Written instruction a →
Reproduce the listing that follows the paper abstract, line for line and unchanged, and leave the pictures out.

------ Selected passage

Paper ID: 2408.15649

Hierarchical Blockmodelling for Knowledge Graphs

Marcin Pietrasik, Marek Reformat, Anna Wilbik

In this paper, we investigate the use of probabilistic graphical models, specifically stochastic blockmodels, for the purpose of hierarchical entity clustering on knowledge graphs. These models, seldom used in the Semantic Web community, decompose a graph into a set of probability distributions. The parameters of these distributions are then inferred allowing for their subsequent sampling to generate a random graph. In a non-parametric setting, this allows for the induction of hierarchical clusterings without prior constraints on the hierarchy's structure. Specifically, this is achieved by the integration of the Nested Chinese Restaurant Process and the Stick Breaking Process into the generative model. In this regard, we propose a model leveraging such integration and derive a collapsed Gibbs sampling scheme for its inference. To aid in understanding, we describe the steps in this derivation and provide an implementation for the sampler. We evaluate our model on synthetic and real-world datasets and quantitatively compare against benchmark models. We further evaluate our results qualitatively and find that our model is capable of inducing coherent cluster hierarchies in small scale settings. The work presented in this paper provides the first step for the further application of stochastic blockmodels for knowledge graphs on a larger scale. We conclude the paper with potential avenues for future work on more scalable inference schemes.

Submitted: Aug 28, 2024

------------
------ Provided material

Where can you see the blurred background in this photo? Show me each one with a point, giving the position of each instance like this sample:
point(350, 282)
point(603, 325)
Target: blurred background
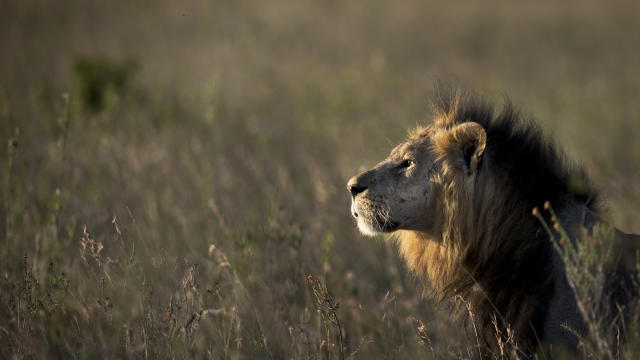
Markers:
point(176, 170)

------------

Written instruction b →
Name every author listed in the abstract on hierarchical blockmodelling.

Written answer a →
Where can you see the blurred background in this photo? Show me each one with a point, giving the position of each instance like this sample:
point(350, 282)
point(603, 325)
Target: blurred background
Markers:
point(176, 170)

Written answer b →
Marcin Pietrasik, Marek Reformat, Anna Wilbik